FOURTH SUPPLEMENTAL LETTER
Exhibit 4.73
FOURTH SUPPLEMENTAL LETTER
To:
|
Aral Sea Shipping S.A.
00 Xxxxx Xxxxxx
Monrovia
Liberia
|
- and -
|
|
Trust Company Complex
Ajeltake Road
Ajeltake Island
Majuro
MH 96960 The Xxxxxxxx Islands
|
|
From:
|
UniCredit Bank AG
0 Xxxxxxxxxx Xxxxxx
000 00 Xxxxxx
Xxxxxx
|
Dear Sirs
17 December 2014
Loan Agreement dated 17 May 2011 (as amended and supplemented by three supplemental letters dated 27 October 2011, 8 February 2013 and 27 June 2013, respectively (together, the "Supplemental Letters") and a side letter dated 27 June 2013, the "Loan Agreement") made between Aral Sea Shipping S.A. as borrower and UniCredit Bank AG as lender (the "Lender") in respect of a loan facility of (originally) up to Thirty two million eight hundred thousand Dollars ($32,800,000)
We refer to the Loan Agreement.
We also refer to the guarantee dated 17 May 2011 (as amended and supplemented by the Supplemental Letters, the "Guarantee") made between (i) Box Ships Inc. as guarantor (the "Guarantor") and (ii) the Lender.
Words and expressions defined in the Loan Agreement and the Guarantee shall have the same meanings when used in this Letter and for the purposes of this Letter:
"Effective Date" means the date on which the conditions precedent listed in paragraph 4 are satisfied;
"Group Lenders" means the entities (other than the Lender) providing financing or re-financing to members of the Group secured on a Fleet Vessel and, in the singular means, any of them; and
"Mortgage Addendum" means an addendum to the Mortgage in an Agreed Form.
"Second Accounts Pledge Amendment" means a second amendment to the Accounts Pledge executed or to be executed between the Borrower as pledgor and the Lender as pledgee in the Agreed Form.

▶ _YOUR TASK_
Write out the supplemental loan letter above in full, with every line unchanged.

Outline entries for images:
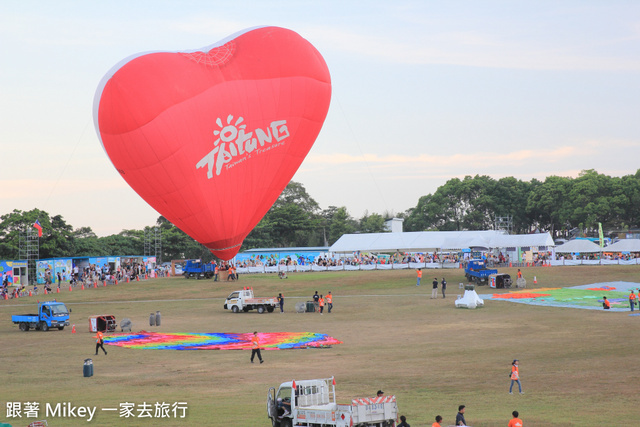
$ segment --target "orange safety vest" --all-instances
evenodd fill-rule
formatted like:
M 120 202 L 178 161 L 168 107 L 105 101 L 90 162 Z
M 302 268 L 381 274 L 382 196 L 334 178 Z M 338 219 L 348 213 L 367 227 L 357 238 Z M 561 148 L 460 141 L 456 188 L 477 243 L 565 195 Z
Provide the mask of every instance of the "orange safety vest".
M 519 380 L 520 379 L 520 371 L 516 365 L 511 365 L 511 379 Z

▶ _EXERCISE OUTPUT_
FOURTH SUPPLEMENTAL LETTER
Exhibit 4.73
FOURTH SUPPLEMENTAL LETTER
To:
|
Aral Sea Shipping S.A.
00 Xxxxx Xxxxxx
Monrovia
Liberia
|
- and -
|
|
Trust Company Complex
Ajeltake Road
Ajeltake Island
Majuro
MH 96960 The Xxxxxxxx Islands
|
|
From:
|
UniCredit Bank AG
0 Xxxxxxxxxx Xxxxxx
000 00 Xxxxxx
Xxxxxx
|
Dear Sirs
17 December 2014
Loan Agreement dated 17 May 2011 (as amended and supplemented by three supplemental letters dated 27 October 2011, 8 February 2013 and 27 June 2013, respectively (together, the "Supplemental Letters") and a side letter dated 27 June 2013, the "Loan Agreement") made between Aral Sea Shipping S.A. as borrower and UniCredit Bank AG as lender (the "Lender") in respect of a loan facility of (originally) up to Thirty two million eight hundred thousand Dollars ($32,800,000)
We refer to the Loan Agreement.
We also refer to the guarantee dated 17 May 2011 (as amended and supplemented by the Supplemental Letters, the "Guarantee") made between (i) Box Ships Inc. as guarantor (the "Guarantor") and (ii) the Lender.
Words and expressions defined in the Loan Agreement and the Guarantee shall have the same meanings when used in this Letter and for the purposes of this Letter:
"Effective Date" means the date on which the conditions precedent listed in paragraph 4 are satisfied;
"Group Lenders" means the entities (other than the Lender) providing financing or re-financing to members of the Group secured on a Fleet Vessel and, in the singular means, any of them; and
"Mortgage Addendum" means an addendum to the Mortgage in an Agreed Form.
"Second Accounts Pledge Amendment" means a second amendment to the Accounts Pledge executed or to be executed between the Borrower as pledgor and the Lender as pledgee in the Agreed Form.